(Records taken from a collection)
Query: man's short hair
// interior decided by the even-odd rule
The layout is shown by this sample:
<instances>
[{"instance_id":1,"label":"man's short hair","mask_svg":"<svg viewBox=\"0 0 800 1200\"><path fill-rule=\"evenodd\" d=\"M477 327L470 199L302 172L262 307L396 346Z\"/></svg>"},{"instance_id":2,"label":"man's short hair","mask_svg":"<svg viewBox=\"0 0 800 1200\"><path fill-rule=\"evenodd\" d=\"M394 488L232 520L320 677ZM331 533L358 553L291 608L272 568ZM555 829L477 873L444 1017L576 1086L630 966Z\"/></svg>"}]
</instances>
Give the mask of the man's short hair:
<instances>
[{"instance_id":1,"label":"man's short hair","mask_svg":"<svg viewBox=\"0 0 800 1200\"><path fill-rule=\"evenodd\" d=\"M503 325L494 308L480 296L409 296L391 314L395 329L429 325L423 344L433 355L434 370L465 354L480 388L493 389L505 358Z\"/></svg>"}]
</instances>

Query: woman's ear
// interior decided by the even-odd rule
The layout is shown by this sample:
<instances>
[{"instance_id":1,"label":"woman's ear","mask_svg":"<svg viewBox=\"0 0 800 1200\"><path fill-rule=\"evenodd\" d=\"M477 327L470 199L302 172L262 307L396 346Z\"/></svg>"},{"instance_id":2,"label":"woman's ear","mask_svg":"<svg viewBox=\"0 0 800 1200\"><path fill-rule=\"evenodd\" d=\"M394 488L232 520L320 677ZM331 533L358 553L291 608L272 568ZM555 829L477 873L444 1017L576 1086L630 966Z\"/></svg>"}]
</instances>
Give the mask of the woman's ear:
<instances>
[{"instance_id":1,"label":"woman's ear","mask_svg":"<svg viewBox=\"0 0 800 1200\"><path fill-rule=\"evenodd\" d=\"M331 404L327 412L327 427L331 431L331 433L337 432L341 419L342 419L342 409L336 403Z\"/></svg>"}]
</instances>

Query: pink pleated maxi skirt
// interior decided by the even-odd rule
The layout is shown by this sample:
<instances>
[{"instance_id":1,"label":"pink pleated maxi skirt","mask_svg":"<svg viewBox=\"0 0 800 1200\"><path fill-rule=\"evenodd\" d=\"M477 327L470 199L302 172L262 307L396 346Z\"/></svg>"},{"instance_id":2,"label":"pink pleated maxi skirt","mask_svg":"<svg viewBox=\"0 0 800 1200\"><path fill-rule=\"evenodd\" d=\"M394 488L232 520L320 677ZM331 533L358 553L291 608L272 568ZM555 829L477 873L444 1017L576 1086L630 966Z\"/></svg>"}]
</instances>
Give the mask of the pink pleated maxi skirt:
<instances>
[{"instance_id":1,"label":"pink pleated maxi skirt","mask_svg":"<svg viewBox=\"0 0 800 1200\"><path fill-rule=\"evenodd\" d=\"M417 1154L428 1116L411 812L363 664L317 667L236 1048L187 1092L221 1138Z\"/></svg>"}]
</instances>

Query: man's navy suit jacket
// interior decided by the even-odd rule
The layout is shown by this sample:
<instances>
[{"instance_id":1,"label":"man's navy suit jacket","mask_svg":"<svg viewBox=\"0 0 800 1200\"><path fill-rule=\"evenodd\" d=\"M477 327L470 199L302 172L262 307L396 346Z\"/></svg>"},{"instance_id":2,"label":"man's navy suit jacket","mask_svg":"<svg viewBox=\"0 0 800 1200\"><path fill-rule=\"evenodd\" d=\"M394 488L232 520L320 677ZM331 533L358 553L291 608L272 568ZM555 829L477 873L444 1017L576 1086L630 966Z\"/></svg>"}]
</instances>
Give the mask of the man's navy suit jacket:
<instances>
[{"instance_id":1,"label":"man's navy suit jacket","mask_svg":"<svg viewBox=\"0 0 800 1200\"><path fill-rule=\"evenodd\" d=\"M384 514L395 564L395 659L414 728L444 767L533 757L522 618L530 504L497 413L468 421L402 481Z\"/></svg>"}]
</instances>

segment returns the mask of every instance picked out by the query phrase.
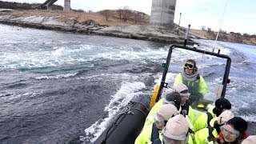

■ **What you will do**
Rewrite the whole listing, replacing "The layout is shown by this sample" with "Here is a sample of the layout" wherever it occurs and changing nothing else. Leave the pictures out of your answer.

■ **Solution for this exercise**
Query: man's short hair
// interior decided by the even-odd rule
Here is a sample of the layout:
<instances>
[{"instance_id":1,"label":"man's short hair","mask_svg":"<svg viewBox=\"0 0 800 1200\"><path fill-rule=\"evenodd\" d=\"M477 327L470 199L302 172L262 307L396 346Z\"/></svg>"},{"instance_id":2,"label":"man's short hair","mask_svg":"<svg viewBox=\"0 0 800 1200\"><path fill-rule=\"evenodd\" d=\"M394 488L232 520L320 677ZM331 533L358 553L291 608L272 568ZM555 829L477 873L444 1017L576 1086L630 966Z\"/></svg>"}]
</instances>
Give the mask of the man's short hair:
<instances>
[{"instance_id":1,"label":"man's short hair","mask_svg":"<svg viewBox=\"0 0 800 1200\"><path fill-rule=\"evenodd\" d=\"M503 325L494 308L480 296L409 296L391 314L395 329L429 325L423 344L433 355L434 370L465 354L480 388L493 389L505 358Z\"/></svg>"}]
</instances>

Query: woman's ear
// interior decided by the even-odd rule
Here is a sample of the layout:
<instances>
[{"instance_id":1,"label":"woman's ear","mask_svg":"<svg viewBox=\"0 0 800 1200\"><path fill-rule=\"evenodd\" d=\"M477 327L470 199L302 172L262 307L396 346Z\"/></svg>"},{"instance_id":2,"label":"woman's ear","mask_svg":"<svg viewBox=\"0 0 800 1200\"><path fill-rule=\"evenodd\" d=\"M394 488L232 520L320 677ZM331 533L358 553L291 608L272 568ZM555 829L477 873L444 1017L576 1086L630 966Z\"/></svg>"}]
</instances>
Give the mask of the woman's ear:
<instances>
[{"instance_id":1,"label":"woman's ear","mask_svg":"<svg viewBox=\"0 0 800 1200\"><path fill-rule=\"evenodd\" d=\"M331 404L327 412L327 427L331 431L331 433L337 432L341 419L342 419L342 409L336 403Z\"/></svg>"}]
</instances>

Query: pink pleated maxi skirt
// interior decided by the even-odd rule
Here is a sample of the layout:
<instances>
[{"instance_id":1,"label":"pink pleated maxi skirt","mask_svg":"<svg viewBox=\"0 0 800 1200\"><path fill-rule=\"evenodd\" d=\"M477 327L470 199L302 172L262 307L396 346Z\"/></svg>"},{"instance_id":2,"label":"pink pleated maxi skirt","mask_svg":"<svg viewBox=\"0 0 800 1200\"><path fill-rule=\"evenodd\" d=\"M394 488L232 520L320 677ZM331 533L358 553L291 608L272 568ZM555 829L477 873L444 1017L576 1086L630 966Z\"/></svg>"}]
</instances>
Give the mask of the pink pleated maxi skirt:
<instances>
[{"instance_id":1,"label":"pink pleated maxi skirt","mask_svg":"<svg viewBox=\"0 0 800 1200\"><path fill-rule=\"evenodd\" d=\"M417 1154L428 1116L411 812L363 664L317 667L236 1048L187 1092L221 1138Z\"/></svg>"}]
</instances>

Query: man's navy suit jacket
// interior decided by the even-odd rule
Here is a sample of the layout:
<instances>
[{"instance_id":1,"label":"man's navy suit jacket","mask_svg":"<svg viewBox=\"0 0 800 1200\"><path fill-rule=\"evenodd\" d=\"M477 327L470 199L302 172L262 307L396 346Z\"/></svg>"},{"instance_id":2,"label":"man's navy suit jacket","mask_svg":"<svg viewBox=\"0 0 800 1200\"><path fill-rule=\"evenodd\" d=\"M394 488L232 520L320 677ZM331 533L358 553L291 608L272 568ZM555 829L477 873L444 1017L576 1086L630 966Z\"/></svg>"}]
</instances>
Give the mask of the man's navy suit jacket:
<instances>
[{"instance_id":1,"label":"man's navy suit jacket","mask_svg":"<svg viewBox=\"0 0 800 1200\"><path fill-rule=\"evenodd\" d=\"M384 514L395 564L395 659L414 728L444 767L533 757L522 618L530 504L497 413L468 421L402 481Z\"/></svg>"}]
</instances>

segment returns the mask of every instance picked out by the query phrase.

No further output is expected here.